» **SOURCE DOCUMENT**
-- start --

Theoretical solutions are not actually solutions most of the time, hate to break it to you. Tech solutions are all too often too little, too late, too expensive, too weird, or otherwise insufficient. And also most just shift our impacts, as opposed to removing them. So that has to be considered. Don’t rely on technology to be our savior.

We cannot have complacency (the authors call it “unjustified and counterproductive”) towards the many problems we face as a species and for the planet as a whole. There is no single solution or even small set of big solutions to save ourselves, but working on the population issue is a good start, especially since it is so big a problem and is so slow to take effect. So we better get on it, pronto.

-- end --

» **EXERCISE TASK 1**
Can you reproduce the rows from the line containing "Isolate boy in green" through the line containing "left=486, top=221, right=678, bottom=492", both included, and nothing else?
The passage on population and technology has no connection to the rows that follow it.

» **DATA FOR THIS TASK**
-- start --

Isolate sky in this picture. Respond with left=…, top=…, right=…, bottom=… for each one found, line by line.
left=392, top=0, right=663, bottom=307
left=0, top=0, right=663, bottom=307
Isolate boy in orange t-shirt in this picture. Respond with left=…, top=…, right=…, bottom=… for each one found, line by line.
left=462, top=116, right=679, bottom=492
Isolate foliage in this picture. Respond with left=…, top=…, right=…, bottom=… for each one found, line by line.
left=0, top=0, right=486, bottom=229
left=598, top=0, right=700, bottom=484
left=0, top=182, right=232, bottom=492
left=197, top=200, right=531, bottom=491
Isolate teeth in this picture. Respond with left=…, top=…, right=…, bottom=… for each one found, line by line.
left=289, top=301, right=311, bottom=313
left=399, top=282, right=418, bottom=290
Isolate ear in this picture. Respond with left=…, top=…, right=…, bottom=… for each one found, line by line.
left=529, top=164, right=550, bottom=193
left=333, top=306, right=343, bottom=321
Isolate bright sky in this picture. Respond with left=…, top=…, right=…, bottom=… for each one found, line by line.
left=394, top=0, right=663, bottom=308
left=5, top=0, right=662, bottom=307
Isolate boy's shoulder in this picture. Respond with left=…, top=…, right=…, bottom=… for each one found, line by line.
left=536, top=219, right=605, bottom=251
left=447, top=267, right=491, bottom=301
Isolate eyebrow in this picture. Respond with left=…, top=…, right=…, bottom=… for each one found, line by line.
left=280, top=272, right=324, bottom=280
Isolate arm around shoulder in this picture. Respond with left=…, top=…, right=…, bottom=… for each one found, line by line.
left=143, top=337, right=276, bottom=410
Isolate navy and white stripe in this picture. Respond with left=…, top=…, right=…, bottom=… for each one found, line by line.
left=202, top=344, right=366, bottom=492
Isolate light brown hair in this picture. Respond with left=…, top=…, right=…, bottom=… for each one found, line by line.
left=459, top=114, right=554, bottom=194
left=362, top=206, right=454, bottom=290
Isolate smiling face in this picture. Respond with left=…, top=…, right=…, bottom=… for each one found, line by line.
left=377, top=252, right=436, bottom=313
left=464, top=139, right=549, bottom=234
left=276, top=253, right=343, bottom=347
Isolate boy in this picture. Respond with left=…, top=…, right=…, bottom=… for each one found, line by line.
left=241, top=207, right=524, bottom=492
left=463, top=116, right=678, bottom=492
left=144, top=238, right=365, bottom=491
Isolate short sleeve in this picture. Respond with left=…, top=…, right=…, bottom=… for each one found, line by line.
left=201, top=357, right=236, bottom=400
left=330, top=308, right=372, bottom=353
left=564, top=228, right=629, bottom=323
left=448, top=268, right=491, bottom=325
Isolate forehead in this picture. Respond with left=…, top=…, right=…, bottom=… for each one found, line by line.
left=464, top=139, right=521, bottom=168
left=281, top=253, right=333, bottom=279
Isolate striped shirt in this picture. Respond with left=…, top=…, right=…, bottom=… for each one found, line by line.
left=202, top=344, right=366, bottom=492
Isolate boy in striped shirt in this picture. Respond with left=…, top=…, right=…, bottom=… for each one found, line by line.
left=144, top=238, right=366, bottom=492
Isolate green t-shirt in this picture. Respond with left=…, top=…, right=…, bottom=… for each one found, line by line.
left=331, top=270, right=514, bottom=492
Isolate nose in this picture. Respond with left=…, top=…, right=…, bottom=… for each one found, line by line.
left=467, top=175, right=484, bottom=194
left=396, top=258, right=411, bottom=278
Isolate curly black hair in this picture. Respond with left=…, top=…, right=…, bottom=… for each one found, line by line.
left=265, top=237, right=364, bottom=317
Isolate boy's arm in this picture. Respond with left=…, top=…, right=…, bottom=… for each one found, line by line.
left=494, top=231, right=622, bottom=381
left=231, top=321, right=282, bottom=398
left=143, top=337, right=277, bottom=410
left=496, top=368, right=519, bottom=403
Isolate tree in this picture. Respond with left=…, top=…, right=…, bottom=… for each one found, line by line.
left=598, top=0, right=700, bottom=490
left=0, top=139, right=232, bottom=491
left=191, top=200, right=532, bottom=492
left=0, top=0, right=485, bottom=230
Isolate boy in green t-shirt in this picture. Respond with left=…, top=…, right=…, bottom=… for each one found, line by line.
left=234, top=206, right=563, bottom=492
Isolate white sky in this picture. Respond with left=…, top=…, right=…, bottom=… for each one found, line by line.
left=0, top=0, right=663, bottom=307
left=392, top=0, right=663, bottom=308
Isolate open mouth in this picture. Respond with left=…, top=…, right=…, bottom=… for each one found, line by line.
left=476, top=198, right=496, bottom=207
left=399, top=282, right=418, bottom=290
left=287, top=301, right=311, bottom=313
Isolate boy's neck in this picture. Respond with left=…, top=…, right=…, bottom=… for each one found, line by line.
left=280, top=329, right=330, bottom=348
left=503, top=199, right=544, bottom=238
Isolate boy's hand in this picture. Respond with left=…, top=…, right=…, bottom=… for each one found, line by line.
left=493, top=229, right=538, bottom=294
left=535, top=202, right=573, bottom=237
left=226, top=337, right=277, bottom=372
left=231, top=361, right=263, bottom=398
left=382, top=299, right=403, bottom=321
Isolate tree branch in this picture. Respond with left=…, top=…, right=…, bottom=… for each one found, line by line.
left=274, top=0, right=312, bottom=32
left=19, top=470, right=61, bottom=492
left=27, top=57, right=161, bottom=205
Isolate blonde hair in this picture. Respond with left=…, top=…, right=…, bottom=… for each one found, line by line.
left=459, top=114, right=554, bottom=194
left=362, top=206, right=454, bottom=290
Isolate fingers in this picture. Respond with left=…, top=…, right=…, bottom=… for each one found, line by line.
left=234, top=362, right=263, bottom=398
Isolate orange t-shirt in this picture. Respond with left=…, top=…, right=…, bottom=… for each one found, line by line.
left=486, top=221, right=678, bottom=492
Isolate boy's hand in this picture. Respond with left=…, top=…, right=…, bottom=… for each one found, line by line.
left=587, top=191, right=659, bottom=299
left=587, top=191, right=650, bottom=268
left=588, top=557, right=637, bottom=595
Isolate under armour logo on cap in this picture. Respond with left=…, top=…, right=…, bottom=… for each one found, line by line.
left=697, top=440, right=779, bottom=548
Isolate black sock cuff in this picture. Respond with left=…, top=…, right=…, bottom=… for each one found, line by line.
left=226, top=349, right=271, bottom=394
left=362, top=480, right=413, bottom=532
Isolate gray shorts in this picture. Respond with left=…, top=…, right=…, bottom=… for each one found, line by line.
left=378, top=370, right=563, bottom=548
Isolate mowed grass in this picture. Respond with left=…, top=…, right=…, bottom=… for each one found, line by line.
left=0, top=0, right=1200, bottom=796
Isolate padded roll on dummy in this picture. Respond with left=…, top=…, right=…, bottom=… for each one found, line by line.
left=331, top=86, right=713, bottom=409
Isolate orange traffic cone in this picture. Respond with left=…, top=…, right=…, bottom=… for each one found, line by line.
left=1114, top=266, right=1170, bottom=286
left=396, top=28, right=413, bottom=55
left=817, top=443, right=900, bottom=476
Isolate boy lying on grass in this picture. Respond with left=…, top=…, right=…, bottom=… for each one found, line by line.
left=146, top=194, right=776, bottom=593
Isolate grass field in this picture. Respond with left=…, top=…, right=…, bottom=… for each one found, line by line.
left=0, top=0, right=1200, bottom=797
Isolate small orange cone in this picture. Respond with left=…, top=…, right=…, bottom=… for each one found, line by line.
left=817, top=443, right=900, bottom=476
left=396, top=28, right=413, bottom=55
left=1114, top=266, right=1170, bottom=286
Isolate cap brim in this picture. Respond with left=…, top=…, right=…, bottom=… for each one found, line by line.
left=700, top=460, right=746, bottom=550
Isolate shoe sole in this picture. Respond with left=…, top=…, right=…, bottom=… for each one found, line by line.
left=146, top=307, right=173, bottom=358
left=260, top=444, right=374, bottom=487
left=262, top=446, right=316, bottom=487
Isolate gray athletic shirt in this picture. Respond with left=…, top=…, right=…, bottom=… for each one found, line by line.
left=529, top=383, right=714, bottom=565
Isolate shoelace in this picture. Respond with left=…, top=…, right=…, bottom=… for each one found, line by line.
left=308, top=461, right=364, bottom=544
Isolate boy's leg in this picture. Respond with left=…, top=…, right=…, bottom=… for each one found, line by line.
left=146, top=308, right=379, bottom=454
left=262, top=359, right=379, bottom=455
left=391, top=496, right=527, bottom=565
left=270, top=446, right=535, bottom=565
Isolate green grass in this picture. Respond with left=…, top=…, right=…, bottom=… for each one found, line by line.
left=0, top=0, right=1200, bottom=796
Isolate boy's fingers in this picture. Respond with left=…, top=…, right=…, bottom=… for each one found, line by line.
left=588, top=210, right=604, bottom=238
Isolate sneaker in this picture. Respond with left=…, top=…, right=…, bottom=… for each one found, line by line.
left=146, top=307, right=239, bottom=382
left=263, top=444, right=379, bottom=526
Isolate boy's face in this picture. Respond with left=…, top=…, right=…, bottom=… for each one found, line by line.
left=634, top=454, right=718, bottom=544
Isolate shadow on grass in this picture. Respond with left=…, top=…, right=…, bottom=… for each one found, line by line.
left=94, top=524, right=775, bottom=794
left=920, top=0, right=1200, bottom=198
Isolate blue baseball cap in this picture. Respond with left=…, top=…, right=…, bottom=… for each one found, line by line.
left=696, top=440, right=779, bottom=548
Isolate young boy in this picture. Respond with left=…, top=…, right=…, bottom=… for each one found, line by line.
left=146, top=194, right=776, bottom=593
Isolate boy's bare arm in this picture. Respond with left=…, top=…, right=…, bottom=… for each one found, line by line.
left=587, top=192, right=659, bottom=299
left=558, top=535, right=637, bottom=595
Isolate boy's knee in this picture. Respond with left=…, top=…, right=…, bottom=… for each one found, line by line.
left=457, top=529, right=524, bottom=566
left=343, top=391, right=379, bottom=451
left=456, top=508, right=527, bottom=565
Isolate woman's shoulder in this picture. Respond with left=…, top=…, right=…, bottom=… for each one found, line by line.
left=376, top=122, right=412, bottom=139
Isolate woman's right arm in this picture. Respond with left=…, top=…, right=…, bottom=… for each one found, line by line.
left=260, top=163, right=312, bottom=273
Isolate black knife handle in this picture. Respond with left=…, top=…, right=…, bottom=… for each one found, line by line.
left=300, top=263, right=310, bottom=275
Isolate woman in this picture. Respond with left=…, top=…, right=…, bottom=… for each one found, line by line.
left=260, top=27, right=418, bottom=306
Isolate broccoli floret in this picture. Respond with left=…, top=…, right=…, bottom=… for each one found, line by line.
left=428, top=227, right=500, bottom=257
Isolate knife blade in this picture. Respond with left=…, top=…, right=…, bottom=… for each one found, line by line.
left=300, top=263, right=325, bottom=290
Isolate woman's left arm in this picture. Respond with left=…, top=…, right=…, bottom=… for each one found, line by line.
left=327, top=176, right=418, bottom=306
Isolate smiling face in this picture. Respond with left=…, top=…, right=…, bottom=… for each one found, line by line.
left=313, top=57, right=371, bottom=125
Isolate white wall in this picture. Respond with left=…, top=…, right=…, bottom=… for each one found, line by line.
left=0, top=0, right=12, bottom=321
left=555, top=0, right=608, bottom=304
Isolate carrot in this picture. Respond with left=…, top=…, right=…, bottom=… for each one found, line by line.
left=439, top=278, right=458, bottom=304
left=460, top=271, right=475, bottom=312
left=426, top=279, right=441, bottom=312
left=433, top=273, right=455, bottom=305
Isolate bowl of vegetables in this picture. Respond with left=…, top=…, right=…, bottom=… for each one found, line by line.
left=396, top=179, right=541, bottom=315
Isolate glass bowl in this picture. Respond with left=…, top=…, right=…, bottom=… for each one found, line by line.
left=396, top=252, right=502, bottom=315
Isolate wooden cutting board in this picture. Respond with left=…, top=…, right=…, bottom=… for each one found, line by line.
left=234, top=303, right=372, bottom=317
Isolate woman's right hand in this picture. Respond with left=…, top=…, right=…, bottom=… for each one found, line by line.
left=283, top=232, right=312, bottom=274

-- end --

» **EXERCISE TASK 2**
How would the passage on population and technology go on after its final sentence?

» **EXERCISE RESPONSE 1**
Isolate boy in green t-shirt in this picture. Respond with left=…, top=…, right=…, bottom=… for each one found, line by line.
left=234, top=206, right=563, bottom=492
Isolate white sky in this picture. Respond with left=…, top=…, right=…, bottom=… for each one found, line by line.
left=0, top=0, right=663, bottom=307
left=392, top=0, right=663, bottom=308
Isolate open mouth in this picture. Respond with left=…, top=…, right=…, bottom=… for each one found, line by line.
left=476, top=198, right=496, bottom=207
left=399, top=282, right=418, bottom=290
left=287, top=301, right=311, bottom=313
Isolate boy's neck in this picture. Respond with left=…, top=…, right=…, bottom=… for each one found, line by line.
left=280, top=329, right=330, bottom=348
left=503, top=199, right=544, bottom=238
Isolate boy's hand in this picture. Respond with left=…, top=…, right=…, bottom=… for each one found, line by line.
left=493, top=229, right=538, bottom=294
left=535, top=202, right=573, bottom=237
left=226, top=337, right=277, bottom=372
left=231, top=361, right=263, bottom=398
left=382, top=299, right=403, bottom=321
Isolate tree branch in this picture. Respond with left=…, top=…, right=…, bottom=… for each one found, line by line.
left=274, top=0, right=312, bottom=32
left=19, top=470, right=61, bottom=492
left=27, top=57, right=161, bottom=205
Isolate blonde hair in this picture. Respond with left=…, top=…, right=…, bottom=… for each one found, line by line.
left=459, top=114, right=554, bottom=194
left=362, top=206, right=454, bottom=290
Isolate fingers in this picture. Respond with left=…, top=…, right=…, bottom=… for each one found, line by line.
left=234, top=362, right=263, bottom=398
Isolate orange t-shirt in this picture. Respond with left=…, top=…, right=…, bottom=… for each one found, line by line.
left=486, top=221, right=678, bottom=492

» **EXERCISE RESPONSE 2**
In this reading, Ehrlich and Holdren do not get around to saying how they want to work on the problem of population growth. And that in itself seems like a pretty big problem. If you’re not careful you’ll get weird not good scenarios like forced sterilizations (shout out to India), heavy handed child policies (China), mass killings, attempts to label people as more or less worthy of living, increased eco-terrorism, and the like. How can we humanely address the issue of too many people using too many resources without eliminating human agency? Development seems like a pretty good solution, since it generally results in smaller families. But that, as is always the case with environmental issues, is not a clean and tidy silver bullet solution. Other thoughts? (Also, I wonder if the decades between when this was written and now have at all changed the situation as it is presented here... if so, I’m not optimistic that things are better today.)

2 comments:

  1. Large populations will always be a problem that we have to grapple with. I honestly can't foresee a future in which we have so few people that populations size does not put unsustainable stress on our resources.

    We can start making steps toward slowing population growth, however, while still increasing human agency by focusing on areas where high fertility is often not a choice. By implementing better family planning and allowing women to have a greater say in the number of children they have, we can drastically decrease population growth (Bangladesh is a great example of how successful this can be).